GIVEN EXERCISE:
Reproduce a passage from the Hardy Williams Veterans Center article below, starting at the words "Supportive services are" and ending after the words "they are entitled.".
┌─ EXTRACT TO READ
Skip to main content

Affordable Senior Housing at Philadelphia’s Hardy Williams Veterans Center

HUD.GOV HUDUser.gov
 
In Practice
HUD USER Home > PD&R Edge Home > In Practice
 

Affordable Senior Housing at Philadelphia’s Hardy Williams Veterans Center

Photograph of the front façade of a flat-roofed, three-story apartment building clad in brick, stone, and siding.The Hardy Williams Veterans Center provides 60 units of supportive housing for low-income seniors and formerly homeless veterans. Credit: HELP USA

The Hardy Williams Veterans Center, a $14.2 million permanent supportive housing facility in Southwest Philadelphia, opened in February 2014. Developed by the national, New York- based, nonprofit housing provider Housing Enterprise for the Less Privileged (HELP USA), the facility provides 60 one-bedroom apartments for low-income seniors and formerly homeless veterans aged 55 and over. The Hardy Williams Veterans Center is in a quiet residential neighborhood and features indoor and outdoor community spaces that allow residents to age in place and host a range of resident services.

Helping Homeless Veterans and Low-Income Seniors Age in Place

The three-story building has 60 units, 12 of which are reserved for formerly homeless veterans. Although the facility gives preference to veterans, nonveteran seniors who earn 60 percent or less of the area median income are eligible to live in the 48 nonreserved units. Rent is based on the resident’s income, and the 12 units for formerly homeless veterans are subsidized by Section 8 project-based vouchers. Each apartment easily accommodates accessibility aids and features ENERGY STAR® appliances, and energy-efficient windows and light fixtures.

Supportive services are provided by the Public Health Management Corporation, which works closely with HELP USA’s onsite property and case managers. Although the supportive services were put in place primarily for the formerly homeless veterans, all Hardy Williams Veterans Center tenants are eligible to participate. Services include twice-monthly wellness visits from a registered nurse, classes and educational workshops, life skills counseling, job training, and a link to social services from the U.S. Department of Veterans Affairs. David Cleghorn, senior vice president of real estate development for HELP USA, reports that a major responsibility of the case manager is to ensure that clients can access all the benefits to which they are entitled.
└─
┌─ GIVEN INFORMATION
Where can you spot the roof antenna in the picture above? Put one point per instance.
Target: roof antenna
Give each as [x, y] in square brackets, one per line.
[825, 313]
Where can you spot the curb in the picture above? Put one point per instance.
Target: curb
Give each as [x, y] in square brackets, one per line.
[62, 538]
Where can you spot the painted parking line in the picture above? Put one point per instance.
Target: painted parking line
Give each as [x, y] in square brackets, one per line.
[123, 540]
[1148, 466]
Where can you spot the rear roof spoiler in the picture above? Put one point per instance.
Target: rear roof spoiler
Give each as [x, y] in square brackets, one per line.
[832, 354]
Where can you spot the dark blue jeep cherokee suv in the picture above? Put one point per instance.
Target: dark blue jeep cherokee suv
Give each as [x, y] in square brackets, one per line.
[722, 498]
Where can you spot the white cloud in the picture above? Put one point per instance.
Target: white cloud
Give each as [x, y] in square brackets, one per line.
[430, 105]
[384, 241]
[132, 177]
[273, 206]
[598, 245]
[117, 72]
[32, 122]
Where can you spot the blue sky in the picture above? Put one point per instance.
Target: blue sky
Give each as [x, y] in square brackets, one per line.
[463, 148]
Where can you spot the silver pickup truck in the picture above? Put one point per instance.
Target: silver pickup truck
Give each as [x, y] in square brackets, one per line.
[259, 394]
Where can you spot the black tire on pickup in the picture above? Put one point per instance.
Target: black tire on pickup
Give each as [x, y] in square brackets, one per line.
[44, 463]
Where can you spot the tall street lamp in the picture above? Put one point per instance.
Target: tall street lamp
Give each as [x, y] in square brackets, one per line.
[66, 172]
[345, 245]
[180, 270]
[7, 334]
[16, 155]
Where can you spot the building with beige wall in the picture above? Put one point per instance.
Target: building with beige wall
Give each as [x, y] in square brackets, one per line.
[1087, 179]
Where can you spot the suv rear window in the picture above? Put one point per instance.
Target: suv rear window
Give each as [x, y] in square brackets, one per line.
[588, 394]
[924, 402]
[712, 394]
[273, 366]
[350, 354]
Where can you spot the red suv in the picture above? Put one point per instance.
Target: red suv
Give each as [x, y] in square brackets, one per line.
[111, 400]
└─
RESPONSE BELOW:
Supportive services are provided by the Public Health Management Corporation, which works closely with HELP USA’s onsite property and case managers. Although the supportive services were put in place primarily for the formerly homeless veterans, all Hardy Williams Veterans Center tenants are eligible to participate. Services include twice-monthly wellness visits from a registered nurse, classes and educational workshops, life skills counseling, job training, and a link to social services from the U.S. Department of Veterans Affairs. David Cleghorn, senior vice president of real estate development for HELP USA, reports that a major responsibility of the case manager is to ensure that clients can access all the benefits to which they are entitled.